## [What is required]
Turn the listing below into a numbered list with one line per item, leaving out any blank lines.

## [Supplied data]
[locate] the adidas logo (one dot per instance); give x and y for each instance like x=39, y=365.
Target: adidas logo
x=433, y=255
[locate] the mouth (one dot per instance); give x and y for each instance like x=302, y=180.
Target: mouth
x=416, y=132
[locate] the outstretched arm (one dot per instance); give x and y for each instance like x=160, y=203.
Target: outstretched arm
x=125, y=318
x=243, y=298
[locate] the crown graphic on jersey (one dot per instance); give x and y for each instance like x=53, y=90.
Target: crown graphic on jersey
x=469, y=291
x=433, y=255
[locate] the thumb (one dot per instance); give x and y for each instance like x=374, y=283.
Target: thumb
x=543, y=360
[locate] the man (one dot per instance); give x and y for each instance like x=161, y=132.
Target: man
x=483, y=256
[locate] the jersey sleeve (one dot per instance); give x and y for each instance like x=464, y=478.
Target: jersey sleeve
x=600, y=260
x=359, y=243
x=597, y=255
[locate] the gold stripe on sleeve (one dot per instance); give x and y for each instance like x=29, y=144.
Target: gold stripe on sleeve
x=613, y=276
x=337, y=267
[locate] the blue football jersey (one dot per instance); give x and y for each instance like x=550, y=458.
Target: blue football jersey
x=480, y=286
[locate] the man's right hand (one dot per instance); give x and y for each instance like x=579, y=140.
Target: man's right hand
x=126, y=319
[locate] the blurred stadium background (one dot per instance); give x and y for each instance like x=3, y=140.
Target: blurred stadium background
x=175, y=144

## [Right answer]
1. [locate] the adidas logo (one dot per instance); give x and y for each instance like x=39, y=365.
2. Target: adidas logo
3. x=433, y=255
4. [locate] the mouth (one dot per instance); give x and y for each instance like x=302, y=180.
5. Target: mouth
6. x=416, y=132
7. [locate] the outstretched arm (one dot per instance); give x and y for each instance like x=160, y=203.
8. Target: outstretched arm
9. x=125, y=318
10. x=243, y=298
11. [locate] the crown graphic on jersey (one dot per instance); give x and y for each instance like x=53, y=90.
12. Target: crown graphic on jersey
13. x=469, y=291
14. x=433, y=255
15. [locate] the thumb (one dot per instance); give x and y for each instance like x=374, y=283.
16. Target: thumb
17. x=543, y=360
18. [locate] the man (one dot per instance); give x and y for each instance like x=161, y=132.
19. Target: man
20. x=483, y=256
21. [locate] the jersey sleeve (one dot per instance); give x and y for each instance like x=464, y=478.
22. Target: jersey sleeve
23. x=600, y=260
24. x=359, y=243
25. x=597, y=255
26. [locate] the gold stripe on sleeve (one dot per instance); give x and y for each instance like x=29, y=144.
27. Target: gold stripe on sleeve
28. x=613, y=276
29. x=337, y=267
30. [locate] the blue football jersey (one dot per instance); give x and y for each instance like x=550, y=458.
31. Target: blue football jersey
32. x=480, y=286
33. [locate] the man's right hand (one dot per instance); give x and y for each instance like x=579, y=140.
34. Target: man's right hand
35. x=126, y=319
36. [locate] the blurred stadium background (one dot per instance); give x and y for each instance like x=3, y=140.
37. Target: blurred stadium background
38. x=175, y=144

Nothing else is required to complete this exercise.